Referring expression pointing data:

■ ■ ■ ■ ■

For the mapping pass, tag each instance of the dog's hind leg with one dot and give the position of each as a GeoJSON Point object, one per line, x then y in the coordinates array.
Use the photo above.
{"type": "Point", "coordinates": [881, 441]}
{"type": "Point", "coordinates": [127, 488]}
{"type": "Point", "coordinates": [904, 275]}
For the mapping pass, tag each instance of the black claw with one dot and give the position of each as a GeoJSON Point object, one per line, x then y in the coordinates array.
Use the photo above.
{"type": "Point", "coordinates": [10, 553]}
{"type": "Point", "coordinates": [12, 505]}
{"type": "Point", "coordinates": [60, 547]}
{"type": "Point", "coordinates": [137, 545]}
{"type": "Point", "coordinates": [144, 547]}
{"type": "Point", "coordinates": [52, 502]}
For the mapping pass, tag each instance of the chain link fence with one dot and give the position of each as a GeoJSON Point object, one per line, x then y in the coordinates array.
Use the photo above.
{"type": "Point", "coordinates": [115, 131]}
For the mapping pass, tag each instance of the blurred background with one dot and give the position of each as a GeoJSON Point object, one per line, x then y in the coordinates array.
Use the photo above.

■ ■ ■ ■ ■

* **PROBLEM DETAILS**
Each entry must appear again in the answer exactly as written.

* **YOUR SOLUTION**
For the mapping pass, tag each instance of the dog's hind leg with one dot and give the position of each as a GeoJSON Point object, one per line, x then y in the coordinates array.
Use the photo above.
{"type": "Point", "coordinates": [881, 441]}
{"type": "Point", "coordinates": [127, 488]}
{"type": "Point", "coordinates": [904, 275]}
For the mapping pass, tag each instance of the black claw with one dot and give the position of each as a GeoJSON Point object, one per line, x then y in the coordinates array.
Use the photo above.
{"type": "Point", "coordinates": [10, 553]}
{"type": "Point", "coordinates": [12, 505]}
{"type": "Point", "coordinates": [60, 547]}
{"type": "Point", "coordinates": [137, 545]}
{"type": "Point", "coordinates": [144, 547]}
{"type": "Point", "coordinates": [52, 502]}
For the mapping pass, tag each instance of the chain link fence with one dot and give the position of each as a GeoJSON Point object, one per line, x then y in the coordinates array.
Use the photo above.
{"type": "Point", "coordinates": [115, 131]}
For the mapping pass, tag each instance of the blurred background with one dot and give the position of each as a GeoJSON Point object, one per line, x then y in the coordinates array.
Use the photo above.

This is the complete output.